What the task requires
Select every line of the items that contains the string "positive", and copy those lines.

Data for analysis

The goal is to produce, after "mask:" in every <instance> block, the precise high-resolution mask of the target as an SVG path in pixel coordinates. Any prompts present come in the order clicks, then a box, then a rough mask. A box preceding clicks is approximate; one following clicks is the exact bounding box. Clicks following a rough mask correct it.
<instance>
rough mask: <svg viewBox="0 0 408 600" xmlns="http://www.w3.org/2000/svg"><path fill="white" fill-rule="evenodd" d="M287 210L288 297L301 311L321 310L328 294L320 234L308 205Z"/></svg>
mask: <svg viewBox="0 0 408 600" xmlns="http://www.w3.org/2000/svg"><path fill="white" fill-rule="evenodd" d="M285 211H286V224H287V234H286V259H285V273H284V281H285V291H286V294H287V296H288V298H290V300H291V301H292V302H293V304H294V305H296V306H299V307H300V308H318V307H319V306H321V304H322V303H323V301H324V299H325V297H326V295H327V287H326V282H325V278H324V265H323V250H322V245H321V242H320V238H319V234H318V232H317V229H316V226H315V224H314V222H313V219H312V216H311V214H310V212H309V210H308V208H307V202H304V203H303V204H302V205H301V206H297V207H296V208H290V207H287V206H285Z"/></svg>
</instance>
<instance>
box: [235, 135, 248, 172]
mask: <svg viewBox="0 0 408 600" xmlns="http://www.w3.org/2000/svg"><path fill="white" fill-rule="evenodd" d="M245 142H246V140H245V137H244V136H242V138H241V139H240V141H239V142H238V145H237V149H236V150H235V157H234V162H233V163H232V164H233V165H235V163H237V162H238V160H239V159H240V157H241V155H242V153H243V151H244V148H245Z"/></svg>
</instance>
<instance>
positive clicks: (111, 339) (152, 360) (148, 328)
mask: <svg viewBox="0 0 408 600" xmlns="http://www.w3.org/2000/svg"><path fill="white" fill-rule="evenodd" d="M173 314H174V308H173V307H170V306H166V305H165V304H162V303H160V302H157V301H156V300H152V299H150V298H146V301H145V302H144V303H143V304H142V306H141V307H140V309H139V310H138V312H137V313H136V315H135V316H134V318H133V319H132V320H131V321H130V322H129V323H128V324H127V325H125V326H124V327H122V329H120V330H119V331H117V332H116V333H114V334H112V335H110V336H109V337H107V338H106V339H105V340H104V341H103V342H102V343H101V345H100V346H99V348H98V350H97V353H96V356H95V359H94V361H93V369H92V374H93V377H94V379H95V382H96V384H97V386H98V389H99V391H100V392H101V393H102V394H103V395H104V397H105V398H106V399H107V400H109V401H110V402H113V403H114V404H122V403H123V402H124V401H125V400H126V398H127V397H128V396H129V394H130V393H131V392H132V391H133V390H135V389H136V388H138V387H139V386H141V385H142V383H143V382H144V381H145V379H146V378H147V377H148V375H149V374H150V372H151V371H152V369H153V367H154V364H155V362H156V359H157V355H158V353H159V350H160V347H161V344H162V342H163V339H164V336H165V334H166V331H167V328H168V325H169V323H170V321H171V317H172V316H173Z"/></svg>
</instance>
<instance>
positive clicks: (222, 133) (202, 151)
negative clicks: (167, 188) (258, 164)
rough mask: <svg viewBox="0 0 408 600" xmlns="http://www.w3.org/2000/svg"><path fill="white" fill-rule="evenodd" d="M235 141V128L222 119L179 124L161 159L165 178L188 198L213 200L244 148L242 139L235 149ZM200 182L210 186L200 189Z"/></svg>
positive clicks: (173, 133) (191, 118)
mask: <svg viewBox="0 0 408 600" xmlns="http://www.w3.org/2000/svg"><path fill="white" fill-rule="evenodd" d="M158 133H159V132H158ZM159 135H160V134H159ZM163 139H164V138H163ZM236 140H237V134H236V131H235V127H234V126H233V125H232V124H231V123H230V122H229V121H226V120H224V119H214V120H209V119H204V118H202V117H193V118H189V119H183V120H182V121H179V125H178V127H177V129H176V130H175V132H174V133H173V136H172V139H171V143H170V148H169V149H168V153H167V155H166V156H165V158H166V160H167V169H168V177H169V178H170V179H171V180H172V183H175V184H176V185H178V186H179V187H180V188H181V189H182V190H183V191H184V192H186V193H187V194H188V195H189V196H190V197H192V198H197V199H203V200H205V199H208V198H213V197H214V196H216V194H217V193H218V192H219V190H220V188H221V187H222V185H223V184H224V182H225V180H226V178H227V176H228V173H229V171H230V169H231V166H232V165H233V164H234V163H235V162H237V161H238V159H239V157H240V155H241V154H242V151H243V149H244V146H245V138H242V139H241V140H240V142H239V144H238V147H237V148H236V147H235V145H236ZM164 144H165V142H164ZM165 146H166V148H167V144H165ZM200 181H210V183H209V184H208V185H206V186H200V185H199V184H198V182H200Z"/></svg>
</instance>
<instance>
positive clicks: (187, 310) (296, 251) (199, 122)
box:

Solution for this problem
positive clicks: (111, 339) (152, 360) (148, 328)
positive clicks: (222, 133) (202, 151)
positive clicks: (173, 133) (191, 118)
positive clicks: (187, 310) (296, 251) (199, 122)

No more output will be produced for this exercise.